## begin Excerpted records

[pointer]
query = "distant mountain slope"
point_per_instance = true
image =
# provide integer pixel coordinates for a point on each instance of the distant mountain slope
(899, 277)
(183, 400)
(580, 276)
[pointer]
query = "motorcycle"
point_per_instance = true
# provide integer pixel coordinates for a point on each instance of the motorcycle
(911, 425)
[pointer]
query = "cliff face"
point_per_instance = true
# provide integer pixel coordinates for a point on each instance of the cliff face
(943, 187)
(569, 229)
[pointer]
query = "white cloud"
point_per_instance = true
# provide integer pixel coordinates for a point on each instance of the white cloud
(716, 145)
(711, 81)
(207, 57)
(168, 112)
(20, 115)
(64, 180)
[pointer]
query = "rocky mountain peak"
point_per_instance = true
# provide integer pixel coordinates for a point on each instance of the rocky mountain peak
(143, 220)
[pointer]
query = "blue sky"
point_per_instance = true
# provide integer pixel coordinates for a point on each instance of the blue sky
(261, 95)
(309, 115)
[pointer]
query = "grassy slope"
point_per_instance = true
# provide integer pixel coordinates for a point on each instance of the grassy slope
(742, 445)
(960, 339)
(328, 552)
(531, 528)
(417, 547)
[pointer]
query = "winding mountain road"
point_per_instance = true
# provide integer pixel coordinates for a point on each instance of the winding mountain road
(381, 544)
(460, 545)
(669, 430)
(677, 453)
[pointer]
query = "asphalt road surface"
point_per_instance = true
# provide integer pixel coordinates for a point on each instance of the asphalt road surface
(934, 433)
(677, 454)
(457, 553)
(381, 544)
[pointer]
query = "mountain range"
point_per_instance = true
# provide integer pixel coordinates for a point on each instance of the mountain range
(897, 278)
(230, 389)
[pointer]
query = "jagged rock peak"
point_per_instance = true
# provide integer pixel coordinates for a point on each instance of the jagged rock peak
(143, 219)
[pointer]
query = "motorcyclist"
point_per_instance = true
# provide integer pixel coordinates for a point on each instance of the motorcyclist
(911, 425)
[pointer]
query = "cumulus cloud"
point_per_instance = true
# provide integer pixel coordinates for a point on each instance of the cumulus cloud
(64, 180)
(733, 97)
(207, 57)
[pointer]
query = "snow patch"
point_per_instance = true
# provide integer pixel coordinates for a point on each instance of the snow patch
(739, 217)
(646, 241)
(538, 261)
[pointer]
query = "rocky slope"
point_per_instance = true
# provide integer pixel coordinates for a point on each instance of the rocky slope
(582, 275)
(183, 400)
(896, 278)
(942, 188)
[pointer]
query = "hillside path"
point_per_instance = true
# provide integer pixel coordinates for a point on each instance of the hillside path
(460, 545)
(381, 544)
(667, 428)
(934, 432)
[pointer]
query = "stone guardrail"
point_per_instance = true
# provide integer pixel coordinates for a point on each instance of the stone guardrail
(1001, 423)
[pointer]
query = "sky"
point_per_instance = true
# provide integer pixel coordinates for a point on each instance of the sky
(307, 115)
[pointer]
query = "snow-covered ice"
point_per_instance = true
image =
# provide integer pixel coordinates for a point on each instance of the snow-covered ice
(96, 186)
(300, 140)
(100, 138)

## end Excerpted records

■ **Task directions**: The records above should be returned exactly.

■ **Result of this task**:
[pointer]
query = "distant mountain slope"
point_per_instance = true
image =
# provide integer pixel coordinates for a point on each instance of the distant mountain slope
(899, 277)
(183, 400)
(580, 276)
[pointer]
query = "motorcycle"
point_per_instance = true
# provide integer pixel coordinates for a point on each instance of the motorcycle
(911, 425)
[pointer]
query = "cliff face"
point_per_instance = true
# provide integer pixel coordinates for a point on each instance of the cliff face
(943, 187)
(569, 229)
[pointer]
query = "white cloud"
point_per_instance = true
# provide integer pixel coordinates for a point on each instance of the white cloud
(716, 145)
(711, 81)
(207, 57)
(168, 112)
(20, 115)
(64, 180)
[pointer]
query = "rocky mountain peak"
point_per_instance = true
# provide integer pixel coordinates for a point on each instance of the rocky mountain peak
(143, 220)
[pointer]
query = "blue sky"
point_per_instance = true
# provide integer pixel coordinates for a point on each instance of the blue sky
(261, 95)
(309, 115)
[pointer]
query = "grassy slope"
point_per_instance = true
# provide integer pixel coordinates for a point on each instance of the grassy slope
(742, 445)
(960, 339)
(328, 552)
(531, 528)
(417, 547)
[pointer]
query = "winding mountain road"
point_per_instance = true
# provide integer pixel coordinates for a point on each instance of the winding mountain road
(381, 544)
(460, 545)
(669, 430)
(677, 453)
[pointer]
query = "asphalt road surface"
point_per_instance = true
# provide integer pixel coordinates for a point on each instance of the asphalt road surface
(934, 433)
(677, 454)
(457, 553)
(381, 544)
[pointer]
query = "mountain range"
point_per_instance = true
# provide integer pixel coordinates for a point on each instance of the mountain range
(897, 278)
(230, 389)
[pointer]
query = "jagged rock peak"
point_per_instance = true
# provide integer pixel coordinates for a point on each instance of the jagged rock peak
(143, 219)
[pointer]
query = "motorcyclist"
point_per_instance = true
# provide integer pixel coordinates for a point on each instance of the motorcyclist
(911, 425)
[pointer]
query = "cumulus cloud"
point_per_instance = true
# provide integer pixel coordinates for a point on each instance of the cumulus cloud
(64, 180)
(733, 97)
(207, 57)
[pointer]
query = "snow patch"
point_per_instance = true
# provide integer pixel coordinates for a point on each instance of the snow patch
(739, 217)
(646, 241)
(538, 261)
[pointer]
query = "rocky slope"
point_per_instance = true
# provide integer pixel coordinates for a point on each instance of the rocky slope
(582, 275)
(183, 400)
(896, 278)
(942, 188)
[pointer]
query = "hillside path"
point_per_instance = true
# provide integer pixel coordinates for a point on each instance of the hillside path
(460, 545)
(381, 544)
(667, 428)
(934, 432)
[pointer]
query = "stone guardrail"
point_per_instance = true
# provide integer pixel coordinates for a point on each instance of the stone guardrail
(1001, 423)
[pointer]
query = "sky"
point_per_instance = true
# provide integer pixel coordinates for a point on each instance of the sky
(307, 115)
[pointer]
query = "snow-covered ice"
point_per_instance = true
image =
# provide integer pixel coordinates for a point on each instance of the snow-covered ice
(96, 186)
(300, 140)
(100, 138)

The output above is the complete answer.